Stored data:
******

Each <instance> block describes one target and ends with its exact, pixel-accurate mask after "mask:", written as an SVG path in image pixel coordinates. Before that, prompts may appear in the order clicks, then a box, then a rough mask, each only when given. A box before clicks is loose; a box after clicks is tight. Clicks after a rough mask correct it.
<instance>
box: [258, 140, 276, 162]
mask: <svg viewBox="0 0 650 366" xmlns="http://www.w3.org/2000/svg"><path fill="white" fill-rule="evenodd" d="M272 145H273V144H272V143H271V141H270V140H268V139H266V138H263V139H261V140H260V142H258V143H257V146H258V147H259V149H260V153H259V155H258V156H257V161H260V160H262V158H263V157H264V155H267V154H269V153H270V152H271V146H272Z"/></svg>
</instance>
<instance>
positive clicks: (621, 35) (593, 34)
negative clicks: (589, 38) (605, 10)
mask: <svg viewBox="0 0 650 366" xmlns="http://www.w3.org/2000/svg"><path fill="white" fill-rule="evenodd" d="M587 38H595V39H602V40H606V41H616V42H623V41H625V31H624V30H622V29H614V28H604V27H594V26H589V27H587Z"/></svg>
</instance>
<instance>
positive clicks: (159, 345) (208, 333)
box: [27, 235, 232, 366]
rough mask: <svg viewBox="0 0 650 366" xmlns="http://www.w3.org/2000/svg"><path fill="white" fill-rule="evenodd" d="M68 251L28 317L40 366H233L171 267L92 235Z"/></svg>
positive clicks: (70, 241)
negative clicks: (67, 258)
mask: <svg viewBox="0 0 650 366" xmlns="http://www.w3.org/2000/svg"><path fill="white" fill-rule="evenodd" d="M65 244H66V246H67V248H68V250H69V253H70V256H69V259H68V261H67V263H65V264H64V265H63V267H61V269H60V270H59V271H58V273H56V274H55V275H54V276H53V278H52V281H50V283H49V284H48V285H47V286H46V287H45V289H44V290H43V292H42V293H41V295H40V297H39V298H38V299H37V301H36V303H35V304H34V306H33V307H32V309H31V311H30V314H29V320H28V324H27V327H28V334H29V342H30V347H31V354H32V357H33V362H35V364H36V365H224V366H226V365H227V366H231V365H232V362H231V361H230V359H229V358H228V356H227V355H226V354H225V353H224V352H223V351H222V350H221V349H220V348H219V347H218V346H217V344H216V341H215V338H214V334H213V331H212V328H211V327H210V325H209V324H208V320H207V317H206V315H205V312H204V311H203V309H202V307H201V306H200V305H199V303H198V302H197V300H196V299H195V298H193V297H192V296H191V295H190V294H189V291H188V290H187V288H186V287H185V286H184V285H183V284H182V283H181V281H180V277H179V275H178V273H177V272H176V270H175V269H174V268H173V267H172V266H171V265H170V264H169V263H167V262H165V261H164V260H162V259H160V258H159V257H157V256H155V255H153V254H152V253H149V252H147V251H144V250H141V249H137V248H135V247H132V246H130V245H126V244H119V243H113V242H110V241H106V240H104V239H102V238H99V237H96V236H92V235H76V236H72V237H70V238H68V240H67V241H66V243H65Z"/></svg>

******

WHAT IS EXPECTED: Return all of the items above verbatim, line for line.

RESULT OF THIS TASK:
Each <instance> block describes one target and ends with its exact, pixel-accurate mask after "mask:", written as an SVG path in image pixel coordinates. Before that, prompts may appear in the order clicks, then a box, then a rough mask, each only when given. A box before clicks is loose; a box after clicks is tight. Clicks after a rough mask correct it.
<instance>
box: [258, 140, 276, 162]
mask: <svg viewBox="0 0 650 366" xmlns="http://www.w3.org/2000/svg"><path fill="white" fill-rule="evenodd" d="M272 145H273V144H272V143H271V141H270V140H268V139H266V138H263V139H261V140H260V142H258V143H257V146H258V147H259V149H260V153H259V155H258V156H257V161H260V160H262V158H263V157H264V155H267V154H269V153H270V152H271V146H272Z"/></svg>
</instance>
<instance>
positive clicks: (621, 35) (593, 34)
negative clicks: (589, 38) (605, 10)
mask: <svg viewBox="0 0 650 366" xmlns="http://www.w3.org/2000/svg"><path fill="white" fill-rule="evenodd" d="M587 38H595V39H602V40H606V41H616V42H623V41H625V31H624V30H622V29H614V28H604V27H594V26H589V27H587Z"/></svg>
</instance>
<instance>
positive clicks: (159, 345) (208, 333)
box: [27, 235, 232, 366]
rough mask: <svg viewBox="0 0 650 366" xmlns="http://www.w3.org/2000/svg"><path fill="white" fill-rule="evenodd" d="M68 251L28 317L40 366H233L171 267L92 235Z"/></svg>
positive clicks: (70, 241)
negative clicks: (67, 258)
mask: <svg viewBox="0 0 650 366" xmlns="http://www.w3.org/2000/svg"><path fill="white" fill-rule="evenodd" d="M65 244H66V246H67V248H68V250H69V253H70V256H69V259H68V261H67V263H65V264H64V265H63V267H61V269H60V270H59V271H58V273H56V274H55V275H54V276H53V278H52V281H50V283H49V284H48V285H47V286H46V287H45V289H44V290H43V292H42V293H41V295H40V297H39V298H38V299H37V301H36V303H35V304H34V306H33V307H32V309H31V311H30V314H29V320H28V324H27V327H28V334H29V342H30V347H31V354H32V357H33V362H35V364H36V365H224V366H226V365H227V366H231V365H232V362H231V361H230V359H229V358H228V356H227V355H226V354H225V353H224V352H223V351H222V350H221V349H220V348H219V347H218V346H217V344H216V341H215V338H214V334H213V331H212V328H211V327H210V325H209V324H208V320H207V317H206V315H205V312H204V311H203V309H202V307H201V306H200V305H199V303H198V302H197V300H196V299H195V298H193V297H192V296H191V295H190V294H189V291H188V290H187V288H186V287H185V286H184V285H183V284H182V283H181V281H180V277H179V275H178V273H177V272H176V270H175V269H174V268H173V267H172V266H171V265H170V264H169V263H167V262H165V261H164V260H162V259H160V258H159V257H157V256H155V255H153V254H152V253H149V252H147V251H144V250H141V249H137V248H135V247H132V246H130V245H126V244H119V243H113V242H110V241H106V240H104V239H102V238H99V237H96V236H92V235H76V236H72V237H70V238H68V240H67V241H66V243H65Z"/></svg>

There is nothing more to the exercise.